- REQUIRED TASK
Output the items as a numbered list, from the first line down to and including the line with "<point>167,214</point>", leaving out any blank lines.

++++++++++

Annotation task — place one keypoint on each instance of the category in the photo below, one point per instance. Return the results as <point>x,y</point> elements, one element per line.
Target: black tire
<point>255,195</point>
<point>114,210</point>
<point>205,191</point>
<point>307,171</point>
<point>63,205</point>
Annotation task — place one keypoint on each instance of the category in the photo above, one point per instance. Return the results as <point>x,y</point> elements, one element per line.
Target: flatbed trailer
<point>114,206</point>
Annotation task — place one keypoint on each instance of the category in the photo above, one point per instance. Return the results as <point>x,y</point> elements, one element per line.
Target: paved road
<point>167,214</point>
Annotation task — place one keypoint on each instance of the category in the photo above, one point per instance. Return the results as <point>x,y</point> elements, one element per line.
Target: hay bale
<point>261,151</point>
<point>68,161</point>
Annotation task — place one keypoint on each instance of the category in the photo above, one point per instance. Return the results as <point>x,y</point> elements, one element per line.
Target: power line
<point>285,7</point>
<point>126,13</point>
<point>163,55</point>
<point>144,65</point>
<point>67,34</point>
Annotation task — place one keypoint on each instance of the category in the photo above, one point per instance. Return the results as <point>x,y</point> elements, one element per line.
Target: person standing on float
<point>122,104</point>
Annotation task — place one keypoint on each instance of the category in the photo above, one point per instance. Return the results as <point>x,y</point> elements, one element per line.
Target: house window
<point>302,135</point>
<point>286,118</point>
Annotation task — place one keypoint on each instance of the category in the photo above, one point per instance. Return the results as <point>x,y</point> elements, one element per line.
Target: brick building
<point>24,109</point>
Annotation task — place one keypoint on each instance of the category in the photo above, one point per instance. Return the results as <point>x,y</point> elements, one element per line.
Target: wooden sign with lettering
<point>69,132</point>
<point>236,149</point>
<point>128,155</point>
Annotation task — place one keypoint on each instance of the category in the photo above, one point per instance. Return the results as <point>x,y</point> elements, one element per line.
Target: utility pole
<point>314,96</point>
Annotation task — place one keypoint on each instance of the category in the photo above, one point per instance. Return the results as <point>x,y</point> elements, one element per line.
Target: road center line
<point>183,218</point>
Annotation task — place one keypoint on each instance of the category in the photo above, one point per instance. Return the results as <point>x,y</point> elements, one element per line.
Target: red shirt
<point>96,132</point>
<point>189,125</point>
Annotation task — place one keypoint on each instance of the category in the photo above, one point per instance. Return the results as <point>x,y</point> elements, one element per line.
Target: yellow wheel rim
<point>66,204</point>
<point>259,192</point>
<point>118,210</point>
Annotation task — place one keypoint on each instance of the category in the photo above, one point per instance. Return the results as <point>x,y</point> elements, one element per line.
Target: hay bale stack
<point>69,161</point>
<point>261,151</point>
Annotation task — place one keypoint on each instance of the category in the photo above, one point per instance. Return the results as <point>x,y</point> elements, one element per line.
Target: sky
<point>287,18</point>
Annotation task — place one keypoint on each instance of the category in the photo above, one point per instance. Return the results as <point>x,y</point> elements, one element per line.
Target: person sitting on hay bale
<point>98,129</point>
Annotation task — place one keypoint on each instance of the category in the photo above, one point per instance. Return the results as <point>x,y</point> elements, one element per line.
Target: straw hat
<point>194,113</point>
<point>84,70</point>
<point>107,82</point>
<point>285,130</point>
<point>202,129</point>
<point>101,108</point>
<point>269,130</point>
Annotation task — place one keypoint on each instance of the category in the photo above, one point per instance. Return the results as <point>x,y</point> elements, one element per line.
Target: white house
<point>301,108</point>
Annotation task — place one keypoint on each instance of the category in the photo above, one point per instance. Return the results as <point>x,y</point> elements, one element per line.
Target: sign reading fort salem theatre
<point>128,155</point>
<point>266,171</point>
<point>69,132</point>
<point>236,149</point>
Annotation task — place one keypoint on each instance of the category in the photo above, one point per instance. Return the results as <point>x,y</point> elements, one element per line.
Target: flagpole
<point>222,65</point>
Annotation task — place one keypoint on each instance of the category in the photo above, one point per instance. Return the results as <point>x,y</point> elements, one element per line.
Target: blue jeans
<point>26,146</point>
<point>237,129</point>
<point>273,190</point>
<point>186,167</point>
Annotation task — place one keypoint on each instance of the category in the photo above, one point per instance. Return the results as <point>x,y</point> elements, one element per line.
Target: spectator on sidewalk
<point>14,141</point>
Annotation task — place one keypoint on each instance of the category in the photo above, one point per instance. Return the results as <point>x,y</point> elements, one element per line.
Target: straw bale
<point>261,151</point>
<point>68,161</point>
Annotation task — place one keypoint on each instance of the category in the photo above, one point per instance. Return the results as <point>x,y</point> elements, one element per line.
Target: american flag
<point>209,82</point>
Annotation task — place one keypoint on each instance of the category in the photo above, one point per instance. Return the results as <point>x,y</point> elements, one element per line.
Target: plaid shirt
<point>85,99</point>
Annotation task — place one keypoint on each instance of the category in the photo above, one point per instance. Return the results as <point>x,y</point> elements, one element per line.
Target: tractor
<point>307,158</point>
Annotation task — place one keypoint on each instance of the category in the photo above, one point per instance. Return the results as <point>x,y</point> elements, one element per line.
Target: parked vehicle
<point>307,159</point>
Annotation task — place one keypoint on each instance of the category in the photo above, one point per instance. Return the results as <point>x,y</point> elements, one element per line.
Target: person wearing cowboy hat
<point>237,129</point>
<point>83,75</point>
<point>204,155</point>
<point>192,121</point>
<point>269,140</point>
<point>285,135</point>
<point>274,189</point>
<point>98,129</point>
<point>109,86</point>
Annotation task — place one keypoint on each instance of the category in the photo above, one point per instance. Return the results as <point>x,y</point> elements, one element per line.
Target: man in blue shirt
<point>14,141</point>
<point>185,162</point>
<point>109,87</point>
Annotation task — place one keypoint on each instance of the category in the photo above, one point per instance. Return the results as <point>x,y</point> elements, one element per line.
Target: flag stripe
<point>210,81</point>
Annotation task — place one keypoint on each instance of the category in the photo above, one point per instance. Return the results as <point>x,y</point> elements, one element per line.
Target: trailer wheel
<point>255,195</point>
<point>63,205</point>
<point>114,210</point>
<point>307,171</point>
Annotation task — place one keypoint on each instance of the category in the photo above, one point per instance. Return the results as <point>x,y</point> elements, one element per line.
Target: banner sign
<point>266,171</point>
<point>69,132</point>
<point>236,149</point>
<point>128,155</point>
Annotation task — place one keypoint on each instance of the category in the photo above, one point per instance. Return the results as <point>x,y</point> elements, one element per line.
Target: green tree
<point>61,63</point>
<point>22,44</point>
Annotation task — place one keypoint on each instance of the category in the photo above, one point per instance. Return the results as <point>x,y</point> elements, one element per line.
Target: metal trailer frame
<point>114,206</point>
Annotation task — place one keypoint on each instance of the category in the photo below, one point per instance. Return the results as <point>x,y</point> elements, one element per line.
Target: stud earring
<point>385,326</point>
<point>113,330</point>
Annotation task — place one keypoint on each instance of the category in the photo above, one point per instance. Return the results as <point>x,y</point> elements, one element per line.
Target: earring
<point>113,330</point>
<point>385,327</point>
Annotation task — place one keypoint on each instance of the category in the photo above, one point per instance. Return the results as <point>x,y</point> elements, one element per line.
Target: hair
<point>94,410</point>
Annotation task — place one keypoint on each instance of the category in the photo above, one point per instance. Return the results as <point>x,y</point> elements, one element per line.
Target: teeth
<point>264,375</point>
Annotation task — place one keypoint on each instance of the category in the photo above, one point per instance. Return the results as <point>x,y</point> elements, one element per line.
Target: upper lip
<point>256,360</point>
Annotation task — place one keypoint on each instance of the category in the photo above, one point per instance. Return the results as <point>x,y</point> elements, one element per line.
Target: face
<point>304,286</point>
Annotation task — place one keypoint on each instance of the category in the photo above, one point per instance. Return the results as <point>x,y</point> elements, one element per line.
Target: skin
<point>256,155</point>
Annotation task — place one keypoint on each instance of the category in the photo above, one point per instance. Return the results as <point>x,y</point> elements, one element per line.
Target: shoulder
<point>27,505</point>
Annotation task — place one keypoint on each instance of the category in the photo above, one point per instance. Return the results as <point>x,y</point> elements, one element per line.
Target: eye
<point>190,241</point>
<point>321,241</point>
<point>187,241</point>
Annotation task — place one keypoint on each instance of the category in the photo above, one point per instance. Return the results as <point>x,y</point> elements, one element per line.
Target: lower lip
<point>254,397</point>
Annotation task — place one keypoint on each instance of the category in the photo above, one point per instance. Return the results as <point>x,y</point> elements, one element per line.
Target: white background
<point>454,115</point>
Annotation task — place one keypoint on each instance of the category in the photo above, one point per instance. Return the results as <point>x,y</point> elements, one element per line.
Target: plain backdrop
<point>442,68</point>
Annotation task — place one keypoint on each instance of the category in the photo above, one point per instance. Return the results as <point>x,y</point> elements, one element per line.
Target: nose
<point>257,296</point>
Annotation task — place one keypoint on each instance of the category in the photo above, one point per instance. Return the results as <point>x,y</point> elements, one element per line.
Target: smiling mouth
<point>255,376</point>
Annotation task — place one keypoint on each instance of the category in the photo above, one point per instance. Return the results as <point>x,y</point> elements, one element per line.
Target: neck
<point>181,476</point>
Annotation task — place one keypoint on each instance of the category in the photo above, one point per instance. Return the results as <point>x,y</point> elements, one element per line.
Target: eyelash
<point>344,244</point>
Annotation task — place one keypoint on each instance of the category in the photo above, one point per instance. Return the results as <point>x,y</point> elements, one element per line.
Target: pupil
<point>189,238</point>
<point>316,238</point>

++++++++++

- THE RESPONSE
1. Annotation task — place one keypoint on each instance of the category in the photo below, one point per instance. Return the results as <point>x,y</point> elements, one element per line.
2. Target: black tire
3. <point>255,195</point>
4. <point>114,210</point>
5. <point>205,191</point>
6. <point>307,171</point>
7. <point>63,205</point>
8. Annotation task — place one keypoint on each instance of the category in the photo above, one point per instance. Return the results as <point>x,y</point> elements, one element per line.
9. Target: flatbed trailer
10. <point>114,206</point>
11. Annotation task — place one keypoint on each instance of the category in the photo above, one point per instance. Return the results as <point>x,y</point> elements, one element per line.
12. Target: paved road
13. <point>167,214</point>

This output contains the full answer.